WORK TO BE COMPLETED
Output the full listing word for word.

THE INPUT below:

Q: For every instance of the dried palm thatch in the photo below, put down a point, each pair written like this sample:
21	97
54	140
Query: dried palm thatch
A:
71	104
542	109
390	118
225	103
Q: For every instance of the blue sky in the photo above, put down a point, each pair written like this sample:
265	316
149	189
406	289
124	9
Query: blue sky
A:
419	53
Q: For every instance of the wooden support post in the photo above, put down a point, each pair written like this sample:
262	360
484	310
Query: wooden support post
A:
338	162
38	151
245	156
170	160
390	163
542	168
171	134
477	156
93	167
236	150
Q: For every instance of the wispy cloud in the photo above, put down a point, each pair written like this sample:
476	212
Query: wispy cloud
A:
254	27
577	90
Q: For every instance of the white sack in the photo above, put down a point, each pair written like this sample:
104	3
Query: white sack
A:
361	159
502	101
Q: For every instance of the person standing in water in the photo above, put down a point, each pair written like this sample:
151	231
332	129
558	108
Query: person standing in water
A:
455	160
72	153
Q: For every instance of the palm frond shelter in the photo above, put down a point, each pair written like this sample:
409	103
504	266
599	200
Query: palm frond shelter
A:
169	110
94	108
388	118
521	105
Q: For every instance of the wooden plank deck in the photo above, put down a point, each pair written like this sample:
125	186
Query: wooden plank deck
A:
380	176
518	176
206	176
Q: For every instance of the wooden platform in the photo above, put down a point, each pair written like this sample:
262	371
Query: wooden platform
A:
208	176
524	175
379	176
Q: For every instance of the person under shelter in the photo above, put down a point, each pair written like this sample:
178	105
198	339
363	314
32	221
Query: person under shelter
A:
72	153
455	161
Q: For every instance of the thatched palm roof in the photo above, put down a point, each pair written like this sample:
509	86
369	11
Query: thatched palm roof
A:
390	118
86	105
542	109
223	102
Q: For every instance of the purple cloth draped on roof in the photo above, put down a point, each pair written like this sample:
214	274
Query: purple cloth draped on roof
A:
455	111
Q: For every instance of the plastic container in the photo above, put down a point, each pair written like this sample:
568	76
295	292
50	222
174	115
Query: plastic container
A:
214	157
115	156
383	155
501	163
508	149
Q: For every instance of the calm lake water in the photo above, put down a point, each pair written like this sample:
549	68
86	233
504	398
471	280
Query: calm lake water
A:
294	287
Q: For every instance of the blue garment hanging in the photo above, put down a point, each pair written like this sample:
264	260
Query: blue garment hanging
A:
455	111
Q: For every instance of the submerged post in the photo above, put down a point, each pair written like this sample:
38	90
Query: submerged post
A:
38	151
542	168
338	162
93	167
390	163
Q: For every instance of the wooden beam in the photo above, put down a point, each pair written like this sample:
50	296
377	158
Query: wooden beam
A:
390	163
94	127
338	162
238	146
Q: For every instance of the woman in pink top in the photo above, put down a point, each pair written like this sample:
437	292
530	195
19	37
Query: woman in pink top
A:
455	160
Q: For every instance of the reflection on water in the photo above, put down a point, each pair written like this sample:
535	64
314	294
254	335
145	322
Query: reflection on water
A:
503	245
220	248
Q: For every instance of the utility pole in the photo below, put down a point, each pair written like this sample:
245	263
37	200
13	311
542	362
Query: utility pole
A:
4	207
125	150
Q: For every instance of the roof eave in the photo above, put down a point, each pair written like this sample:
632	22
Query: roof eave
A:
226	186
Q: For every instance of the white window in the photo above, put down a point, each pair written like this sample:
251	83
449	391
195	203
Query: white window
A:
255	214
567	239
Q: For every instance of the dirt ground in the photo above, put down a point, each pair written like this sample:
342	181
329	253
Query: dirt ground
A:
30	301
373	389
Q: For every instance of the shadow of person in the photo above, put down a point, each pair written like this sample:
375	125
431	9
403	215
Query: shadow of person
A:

End of THE INPUT.

YOUR RESPONSE
Q: For every instance of the dried palm thatch in the photo below, put down a point, each pair written like this sample:
21	97
54	140
Query: dried palm thatch
A:
71	104
542	109
390	118
225	103
Q: For every instance of the blue sky in the photo above, put down a point, each pair written like this sample:
265	316
149	189
406	289
124	9
Query: blue sky
A:
419	53
Q: For every instance of the wooden support post in the photo above, put down a point, each pair written like this sample:
262	360
484	310
Query: wooden support post
A:
338	162
38	151
245	156
170	160
390	163
542	168
171	134
477	156
93	167
236	150
Q: For every instance of the wispy cloud in the photo above, put down a point, each pair written like this sample:
476	212
Query: wispy cloud
A:
254	27
577	90
Q: For every instance of the white sack in the photo above, put down a point, each pair written like this sample:
104	3
Query: white sack
A:
361	159
502	101
Q: For every instance of the person standing in water in the photo above, put down a point, each pair written like this sample:
151	231
332	129
558	108
Query: person standing in water
A:
455	160
72	153
Q: For every instance of the palm frond shelter in the photo above, put down a point, each pair written like this sample:
409	103
504	266
599	200
Query: palm frond shelter
A:
169	110
94	108
388	118
521	105
Q: For every instance of the wooden plank deck in the photo above, put down a point, each pair written like this sample:
125	186
Query: wooden plank deck
A:
380	176
518	176
206	176
Q: For every instance of the wooden platform in the photo above, put down a point, each pair written like this sample:
262	371
Query: wooden platform
A:
208	176
524	175
379	176
Q: For every instance of the person under shelter in the photo above, put down a point, each pair written like this sample:
178	105
198	339
363	314
32	221
Query: person under shelter
A:
72	153
455	161
Q: For every instance of the thatched palm roof in the photo above, put down a point, each pair written like this sample:
509	86
369	11
Query: thatched palm roof
A:
390	118
86	105
542	109
223	102
Q: For every instance of the purple cloth draped on roof in the photo above, put down a point, each pair written like this sample:
214	274
Query: purple cloth draped on roof
A:
455	111
Q: For every instance of the plastic container in the photo above, put down a point, each pair written like this sample:
568	76
295	292
50	222
174	115
Query: plastic container
A:
214	157
115	156
383	155
501	163
508	149
Q: For every instance of the calm lake water in the photo above, put down a point, each pair written like this sample:
549	68
86	233
504	398
471	280
Query: calm lake water
A:
294	287
Q: For every instance of the blue garment hanging in the photo above, put down a point, each pair written like this sample:
264	260
Query: blue garment hanging
A:
455	111
Q: For every instance of the submerged post in the photo above, put down a point, each pair written like this sample:
38	90
Query: submerged post
A:
38	151
542	168
338	162
93	167
390	163
Q: For every instance of the wooden beam in the photo above, put down a point, each pair written like this sample:
50	296
377	158
Query: wooden beam
A:
390	163
94	127
338	162
238	146
Q: For every instance of the woman in pink top in the photo above, put down a point, each pair written like this sample:
437	292
530	195
19	37
Query: woman in pink top
A:
455	160
Q: For every instance of the reflection on water in the photo above, put down a point, each pair written like this sample:
535	64
314	294
254	335
145	322
Query: reflection on water
A:
503	245
220	248
Q: For every instance of the utility pole in the photo below, put down a point, each pair written like this sample:
245	263
37	200
13	311
542	362
Query: utility pole
A:
4	207
125	150
Q: For every instance of the roof eave in the photo above, put down a point, each pair written like this sample:
632	22
Query: roof eave
A:
226	186
Q: For every instance of the white window in the photo above, put down a point, each pair written like this sample:
251	83
449	391
195	203
Query: white window
A:
255	214
567	239
Q: For every instance of the dirt ground in the photo above, put down a point, each pair written like this sample:
342	181
329	253
Query: dirt ground
A:
30	301
373	389
Q: For every instance of the shadow of person in the photo above, put down a point, each pair written like this sample:
375	125
431	9
403	215
Query: shadow of person
A:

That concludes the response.